» PROBLEM STATEMENT
Please report each line of the listing below that contains the word "bird". Copy every such line in full.
· · · · · · ·
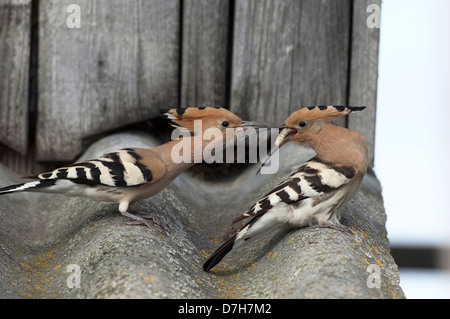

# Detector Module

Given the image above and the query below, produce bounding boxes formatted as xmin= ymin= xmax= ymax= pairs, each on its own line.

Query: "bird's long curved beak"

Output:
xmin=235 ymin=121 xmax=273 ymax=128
· · · · · · ·
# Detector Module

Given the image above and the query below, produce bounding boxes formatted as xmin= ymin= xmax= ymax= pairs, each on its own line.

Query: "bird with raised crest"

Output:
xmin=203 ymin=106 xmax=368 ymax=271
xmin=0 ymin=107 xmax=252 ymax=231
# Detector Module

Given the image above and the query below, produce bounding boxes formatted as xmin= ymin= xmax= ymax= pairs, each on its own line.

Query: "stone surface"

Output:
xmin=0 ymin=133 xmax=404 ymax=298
· · · · · · ·
» RESPONSE TO THIS TASK
Query: "bird's long curved beak"
Query: "bird with raised crest"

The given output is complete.